Problem to solve —
The output should consist solely of the line containing "bottle label, each" and the lines that follow it through the end of the data below.

###

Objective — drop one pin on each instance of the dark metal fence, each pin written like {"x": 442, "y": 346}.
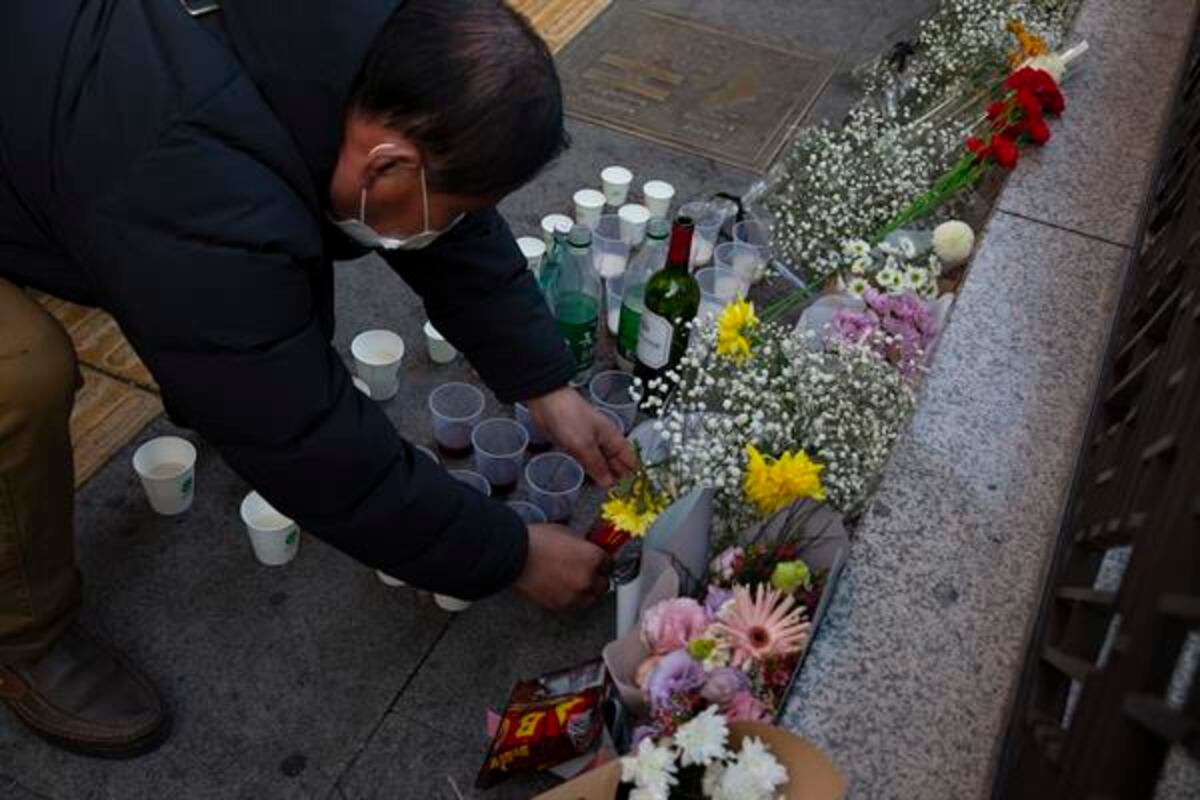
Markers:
{"x": 1109, "y": 689}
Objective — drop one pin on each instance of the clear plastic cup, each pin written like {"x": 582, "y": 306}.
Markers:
{"x": 658, "y": 196}
{"x": 552, "y": 222}
{"x": 529, "y": 513}
{"x": 167, "y": 468}
{"x": 555, "y": 482}
{"x": 474, "y": 480}
{"x": 611, "y": 390}
{"x": 456, "y": 409}
{"x": 275, "y": 539}
{"x": 534, "y": 250}
{"x": 441, "y": 352}
{"x": 634, "y": 218}
{"x": 616, "y": 181}
{"x": 588, "y": 206}
{"x": 718, "y": 288}
{"x": 377, "y": 358}
{"x": 747, "y": 263}
{"x": 610, "y": 251}
{"x": 499, "y": 452}
{"x": 708, "y": 220}
{"x": 538, "y": 439}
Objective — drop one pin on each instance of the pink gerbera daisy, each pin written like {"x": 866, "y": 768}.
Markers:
{"x": 767, "y": 624}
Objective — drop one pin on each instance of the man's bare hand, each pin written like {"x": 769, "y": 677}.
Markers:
{"x": 585, "y": 433}
{"x": 562, "y": 570}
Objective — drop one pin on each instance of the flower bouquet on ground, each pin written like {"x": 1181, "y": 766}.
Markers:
{"x": 713, "y": 759}
{"x": 741, "y": 644}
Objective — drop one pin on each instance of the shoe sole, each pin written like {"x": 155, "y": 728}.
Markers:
{"x": 115, "y": 751}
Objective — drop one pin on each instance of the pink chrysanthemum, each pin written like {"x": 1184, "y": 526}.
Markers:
{"x": 767, "y": 624}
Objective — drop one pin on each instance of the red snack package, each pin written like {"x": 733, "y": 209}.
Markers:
{"x": 607, "y": 536}
{"x": 549, "y": 721}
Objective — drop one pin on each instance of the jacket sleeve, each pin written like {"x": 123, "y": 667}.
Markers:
{"x": 207, "y": 258}
{"x": 481, "y": 298}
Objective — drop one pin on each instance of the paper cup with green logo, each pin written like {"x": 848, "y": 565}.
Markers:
{"x": 167, "y": 468}
{"x": 274, "y": 537}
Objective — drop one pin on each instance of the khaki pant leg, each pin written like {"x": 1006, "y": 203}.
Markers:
{"x": 40, "y": 588}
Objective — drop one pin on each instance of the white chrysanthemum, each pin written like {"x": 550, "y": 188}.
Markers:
{"x": 652, "y": 768}
{"x": 712, "y": 782}
{"x": 766, "y": 769}
{"x": 953, "y": 242}
{"x": 889, "y": 278}
{"x": 702, "y": 739}
{"x": 1050, "y": 62}
{"x": 916, "y": 277}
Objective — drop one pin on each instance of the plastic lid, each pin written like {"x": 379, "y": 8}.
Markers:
{"x": 581, "y": 236}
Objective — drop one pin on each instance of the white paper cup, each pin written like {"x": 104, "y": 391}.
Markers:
{"x": 441, "y": 352}
{"x": 451, "y": 605}
{"x": 377, "y": 358}
{"x": 167, "y": 468}
{"x": 634, "y": 217}
{"x": 274, "y": 537}
{"x": 388, "y": 581}
{"x": 616, "y": 181}
{"x": 534, "y": 250}
{"x": 552, "y": 222}
{"x": 588, "y": 206}
{"x": 657, "y": 196}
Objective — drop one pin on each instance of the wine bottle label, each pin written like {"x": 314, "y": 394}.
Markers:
{"x": 654, "y": 338}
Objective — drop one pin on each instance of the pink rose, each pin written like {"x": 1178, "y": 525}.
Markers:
{"x": 642, "y": 677}
{"x": 745, "y": 708}
{"x": 671, "y": 624}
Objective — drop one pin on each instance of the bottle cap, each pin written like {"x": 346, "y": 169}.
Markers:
{"x": 581, "y": 236}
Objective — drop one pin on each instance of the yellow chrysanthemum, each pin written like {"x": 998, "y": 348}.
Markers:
{"x": 775, "y": 483}
{"x": 733, "y": 328}
{"x": 1031, "y": 46}
{"x": 628, "y": 516}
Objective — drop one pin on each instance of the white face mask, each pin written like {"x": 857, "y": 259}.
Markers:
{"x": 364, "y": 234}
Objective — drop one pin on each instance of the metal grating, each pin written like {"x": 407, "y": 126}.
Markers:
{"x": 1097, "y": 714}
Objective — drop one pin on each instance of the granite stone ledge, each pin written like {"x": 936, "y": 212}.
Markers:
{"x": 909, "y": 683}
{"x": 1095, "y": 173}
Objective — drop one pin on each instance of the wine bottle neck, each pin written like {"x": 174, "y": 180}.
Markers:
{"x": 679, "y": 257}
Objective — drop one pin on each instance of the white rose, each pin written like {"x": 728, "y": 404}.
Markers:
{"x": 953, "y": 242}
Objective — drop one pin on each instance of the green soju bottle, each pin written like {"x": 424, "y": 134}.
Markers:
{"x": 671, "y": 301}
{"x": 576, "y": 299}
{"x": 648, "y": 260}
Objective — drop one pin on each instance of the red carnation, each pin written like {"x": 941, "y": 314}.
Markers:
{"x": 1042, "y": 85}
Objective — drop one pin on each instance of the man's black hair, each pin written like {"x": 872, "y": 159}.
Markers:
{"x": 474, "y": 85}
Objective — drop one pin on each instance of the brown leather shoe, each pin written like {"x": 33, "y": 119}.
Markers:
{"x": 84, "y": 697}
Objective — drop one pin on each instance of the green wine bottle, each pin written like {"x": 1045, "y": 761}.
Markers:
{"x": 576, "y": 301}
{"x": 648, "y": 260}
{"x": 671, "y": 301}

###

Result below —
Objective — drop one pin on each instance of the wine bottle label, each pin written like {"x": 314, "y": 394}.
Markers:
{"x": 654, "y": 338}
Objective — drop one pin on each instance of the pink rose, each pin written like {"x": 1178, "y": 525}.
Markers:
{"x": 642, "y": 677}
{"x": 745, "y": 708}
{"x": 671, "y": 624}
Objective — drop one pin on each instance of the bottle cap, each pin written like {"x": 346, "y": 169}.
Markers:
{"x": 581, "y": 236}
Objective — drop one pin on each instance of the yellow chrysanthemum, each pin written like {"x": 998, "y": 348}.
Markers:
{"x": 775, "y": 483}
{"x": 733, "y": 328}
{"x": 1031, "y": 46}
{"x": 628, "y": 516}
Objective — drop one pin on each instance of the white face mask, each pin written like {"x": 857, "y": 259}.
Markers:
{"x": 364, "y": 234}
Objective — drop one pin on each instance of the metal grating, each pin written like {"x": 407, "y": 126}.
Markers:
{"x": 1097, "y": 714}
Objective — drop one pin on each instance of the granite stone ledge, each pin written like {"x": 936, "y": 212}.
Markers:
{"x": 909, "y": 683}
{"x": 1095, "y": 173}
Objective — drop one pin on each instance of the wine bottle neck, each pin written like {"x": 174, "y": 180}.
Markers:
{"x": 679, "y": 257}
Objective — drop one pin on each instance of the white rose, each pin written like {"x": 728, "y": 404}.
Markers:
{"x": 953, "y": 242}
Objective — drop one pin on each instance of the green soju bottle, each pin written like {"x": 424, "y": 134}.
Markers:
{"x": 671, "y": 301}
{"x": 576, "y": 299}
{"x": 648, "y": 260}
Objective — drop one pin on each instance of the red carnation, each pin written like {"x": 941, "y": 314}.
Markers:
{"x": 1042, "y": 85}
Objective — drop one pin on each instance of the man's black hair, each pin written like {"x": 872, "y": 159}.
Markers:
{"x": 474, "y": 85}
Objective — drop one pin on each instance of the brown leather shoe, each pin written like {"x": 33, "y": 119}.
Markers:
{"x": 84, "y": 697}
Objective — drop one pin on each instance of the green wine bottle, each pin written like {"x": 1045, "y": 761}.
Markers:
{"x": 576, "y": 301}
{"x": 648, "y": 260}
{"x": 671, "y": 301}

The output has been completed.